___ Source data
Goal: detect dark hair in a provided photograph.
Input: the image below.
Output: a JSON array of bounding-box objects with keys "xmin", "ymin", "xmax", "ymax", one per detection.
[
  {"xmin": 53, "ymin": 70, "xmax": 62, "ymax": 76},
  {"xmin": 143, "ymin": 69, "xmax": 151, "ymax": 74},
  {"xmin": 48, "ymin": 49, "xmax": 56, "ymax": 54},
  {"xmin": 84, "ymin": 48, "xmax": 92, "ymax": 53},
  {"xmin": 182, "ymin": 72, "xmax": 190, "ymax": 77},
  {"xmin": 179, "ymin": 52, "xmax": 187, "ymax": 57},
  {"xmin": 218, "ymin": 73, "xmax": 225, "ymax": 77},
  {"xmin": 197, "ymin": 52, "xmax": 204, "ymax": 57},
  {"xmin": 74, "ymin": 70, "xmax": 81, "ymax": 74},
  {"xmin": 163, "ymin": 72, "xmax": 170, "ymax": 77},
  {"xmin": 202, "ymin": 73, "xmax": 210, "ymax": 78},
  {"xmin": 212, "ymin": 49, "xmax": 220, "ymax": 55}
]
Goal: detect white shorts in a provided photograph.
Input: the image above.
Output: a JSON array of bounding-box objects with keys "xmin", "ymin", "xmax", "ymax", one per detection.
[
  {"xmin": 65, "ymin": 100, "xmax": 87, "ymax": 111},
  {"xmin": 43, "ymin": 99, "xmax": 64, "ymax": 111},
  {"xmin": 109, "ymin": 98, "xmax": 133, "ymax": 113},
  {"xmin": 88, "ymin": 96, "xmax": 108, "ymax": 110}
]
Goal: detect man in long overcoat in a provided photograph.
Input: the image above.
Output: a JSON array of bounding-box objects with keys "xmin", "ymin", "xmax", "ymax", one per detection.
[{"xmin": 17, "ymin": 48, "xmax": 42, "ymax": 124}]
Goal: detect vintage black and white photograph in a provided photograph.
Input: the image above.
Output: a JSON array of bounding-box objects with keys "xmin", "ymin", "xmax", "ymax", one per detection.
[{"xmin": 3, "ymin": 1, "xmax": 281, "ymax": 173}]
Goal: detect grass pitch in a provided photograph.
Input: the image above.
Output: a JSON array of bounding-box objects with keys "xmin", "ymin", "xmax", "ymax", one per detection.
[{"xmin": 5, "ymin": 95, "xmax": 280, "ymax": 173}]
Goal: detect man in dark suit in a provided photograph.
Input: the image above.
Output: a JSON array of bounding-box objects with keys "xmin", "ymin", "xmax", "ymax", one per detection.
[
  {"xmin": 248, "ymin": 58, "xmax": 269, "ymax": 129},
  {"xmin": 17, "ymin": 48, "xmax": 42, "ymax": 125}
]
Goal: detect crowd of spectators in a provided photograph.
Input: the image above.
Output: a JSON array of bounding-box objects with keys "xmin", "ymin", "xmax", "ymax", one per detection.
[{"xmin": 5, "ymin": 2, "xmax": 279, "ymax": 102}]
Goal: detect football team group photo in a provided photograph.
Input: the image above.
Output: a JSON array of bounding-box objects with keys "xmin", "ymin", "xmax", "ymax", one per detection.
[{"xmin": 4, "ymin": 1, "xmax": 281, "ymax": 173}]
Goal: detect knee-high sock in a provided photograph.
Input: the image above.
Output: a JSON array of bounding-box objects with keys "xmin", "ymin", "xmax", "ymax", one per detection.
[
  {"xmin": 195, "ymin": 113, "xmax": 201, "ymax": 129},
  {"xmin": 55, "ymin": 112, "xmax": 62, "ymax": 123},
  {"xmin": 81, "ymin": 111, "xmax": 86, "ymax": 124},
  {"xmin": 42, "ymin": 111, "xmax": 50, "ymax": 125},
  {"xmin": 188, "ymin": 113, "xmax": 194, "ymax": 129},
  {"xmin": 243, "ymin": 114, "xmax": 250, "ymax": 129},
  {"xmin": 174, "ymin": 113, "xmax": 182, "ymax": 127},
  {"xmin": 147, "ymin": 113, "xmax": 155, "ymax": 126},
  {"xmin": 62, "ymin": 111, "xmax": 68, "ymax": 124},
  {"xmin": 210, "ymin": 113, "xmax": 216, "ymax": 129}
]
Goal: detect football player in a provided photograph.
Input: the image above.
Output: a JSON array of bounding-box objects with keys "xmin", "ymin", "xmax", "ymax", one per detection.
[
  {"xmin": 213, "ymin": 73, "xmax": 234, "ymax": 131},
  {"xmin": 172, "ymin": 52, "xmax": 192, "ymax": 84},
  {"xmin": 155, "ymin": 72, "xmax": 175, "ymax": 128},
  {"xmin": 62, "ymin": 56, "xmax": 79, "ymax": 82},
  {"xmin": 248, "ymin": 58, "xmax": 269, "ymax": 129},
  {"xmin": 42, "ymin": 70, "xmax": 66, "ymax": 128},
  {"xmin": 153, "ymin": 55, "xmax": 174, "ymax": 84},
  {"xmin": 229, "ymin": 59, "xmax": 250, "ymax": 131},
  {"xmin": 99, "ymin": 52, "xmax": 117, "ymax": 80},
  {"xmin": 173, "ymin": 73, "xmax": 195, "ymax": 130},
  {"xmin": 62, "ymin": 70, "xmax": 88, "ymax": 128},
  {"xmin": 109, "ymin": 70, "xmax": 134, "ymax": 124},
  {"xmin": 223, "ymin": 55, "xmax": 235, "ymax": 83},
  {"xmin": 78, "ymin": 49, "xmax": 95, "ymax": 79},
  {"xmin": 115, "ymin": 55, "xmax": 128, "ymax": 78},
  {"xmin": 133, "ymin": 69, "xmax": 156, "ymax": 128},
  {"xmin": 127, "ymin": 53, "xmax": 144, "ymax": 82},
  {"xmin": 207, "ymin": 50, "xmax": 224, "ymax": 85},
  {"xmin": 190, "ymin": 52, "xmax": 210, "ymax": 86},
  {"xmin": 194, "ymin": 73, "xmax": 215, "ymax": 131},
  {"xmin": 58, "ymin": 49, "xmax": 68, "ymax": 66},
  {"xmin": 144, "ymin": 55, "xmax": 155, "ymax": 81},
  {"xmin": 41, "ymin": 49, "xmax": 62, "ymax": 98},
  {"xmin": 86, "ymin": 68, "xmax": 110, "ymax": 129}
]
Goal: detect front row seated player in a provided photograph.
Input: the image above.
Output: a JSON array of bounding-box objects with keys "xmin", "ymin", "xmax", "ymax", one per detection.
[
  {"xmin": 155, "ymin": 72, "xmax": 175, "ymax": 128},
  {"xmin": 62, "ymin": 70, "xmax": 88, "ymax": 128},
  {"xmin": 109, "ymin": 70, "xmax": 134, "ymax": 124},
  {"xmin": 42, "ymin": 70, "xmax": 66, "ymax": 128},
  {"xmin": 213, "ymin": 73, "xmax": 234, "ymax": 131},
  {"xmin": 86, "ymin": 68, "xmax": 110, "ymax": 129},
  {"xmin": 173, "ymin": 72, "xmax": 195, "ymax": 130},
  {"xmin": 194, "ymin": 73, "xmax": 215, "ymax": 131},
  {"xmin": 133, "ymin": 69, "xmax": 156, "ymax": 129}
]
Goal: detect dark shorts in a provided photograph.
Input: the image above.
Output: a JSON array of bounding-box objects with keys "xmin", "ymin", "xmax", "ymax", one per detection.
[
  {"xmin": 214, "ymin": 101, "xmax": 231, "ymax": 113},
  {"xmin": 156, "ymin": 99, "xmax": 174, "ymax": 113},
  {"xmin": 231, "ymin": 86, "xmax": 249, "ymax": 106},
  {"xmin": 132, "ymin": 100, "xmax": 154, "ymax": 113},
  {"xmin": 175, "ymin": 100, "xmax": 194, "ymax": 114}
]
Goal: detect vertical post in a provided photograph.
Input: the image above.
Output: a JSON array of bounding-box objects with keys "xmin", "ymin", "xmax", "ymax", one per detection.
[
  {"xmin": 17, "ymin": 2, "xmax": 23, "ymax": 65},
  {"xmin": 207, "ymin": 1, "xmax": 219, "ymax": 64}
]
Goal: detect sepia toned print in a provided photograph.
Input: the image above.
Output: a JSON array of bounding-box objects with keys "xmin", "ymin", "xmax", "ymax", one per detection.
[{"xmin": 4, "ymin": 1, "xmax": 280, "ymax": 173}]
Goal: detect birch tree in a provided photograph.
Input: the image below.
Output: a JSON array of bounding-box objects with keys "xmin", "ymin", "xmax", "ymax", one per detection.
______
» **Work instruction**:
The answer should hold the lines from the one containing "Goal: detect birch" through the end of the entries above, set down exactly, with both ends included.

» **Exercise response**:
Goal: detect birch tree in a provided photograph.
Input: the image below.
Output: a JSON array of bounding-box objects with keys "xmin", "ymin", "xmax", "ymax", one per detection.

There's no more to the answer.